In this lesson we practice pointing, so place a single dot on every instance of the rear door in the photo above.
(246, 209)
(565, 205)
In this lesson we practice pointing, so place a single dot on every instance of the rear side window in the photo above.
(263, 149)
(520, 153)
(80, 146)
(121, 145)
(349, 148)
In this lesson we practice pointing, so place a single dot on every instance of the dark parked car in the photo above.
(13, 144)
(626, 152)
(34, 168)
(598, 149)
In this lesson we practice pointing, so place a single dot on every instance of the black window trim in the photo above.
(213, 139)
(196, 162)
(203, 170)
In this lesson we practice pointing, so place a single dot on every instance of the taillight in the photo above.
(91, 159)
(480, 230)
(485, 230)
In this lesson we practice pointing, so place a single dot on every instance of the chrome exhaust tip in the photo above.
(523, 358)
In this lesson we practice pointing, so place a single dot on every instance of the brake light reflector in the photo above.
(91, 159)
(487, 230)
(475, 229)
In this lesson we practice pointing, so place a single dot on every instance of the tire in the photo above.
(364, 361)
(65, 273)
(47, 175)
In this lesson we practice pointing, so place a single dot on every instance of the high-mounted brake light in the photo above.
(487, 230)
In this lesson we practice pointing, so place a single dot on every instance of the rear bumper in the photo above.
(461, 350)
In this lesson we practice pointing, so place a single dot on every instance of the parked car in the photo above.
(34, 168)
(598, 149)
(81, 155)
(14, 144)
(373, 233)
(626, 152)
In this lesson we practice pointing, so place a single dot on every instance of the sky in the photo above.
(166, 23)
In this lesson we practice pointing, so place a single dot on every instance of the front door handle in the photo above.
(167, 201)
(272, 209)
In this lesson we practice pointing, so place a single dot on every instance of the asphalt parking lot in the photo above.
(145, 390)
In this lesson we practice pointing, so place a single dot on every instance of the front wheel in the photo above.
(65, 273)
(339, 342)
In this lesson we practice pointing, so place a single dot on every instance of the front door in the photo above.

- Exercise aim -
Reproduce the entries word for word, starting at the line that contains "wheel in the photo above." and ending at the last line of the entries, with both of those lines included.

- Exercise result -
In this lesson we practice pointing, so place a single dot on every instance of the front wheel in the photo above.
(65, 273)
(339, 342)
In this lesson we practice pointing, so place a single dot on every instance of the front door in the photo above.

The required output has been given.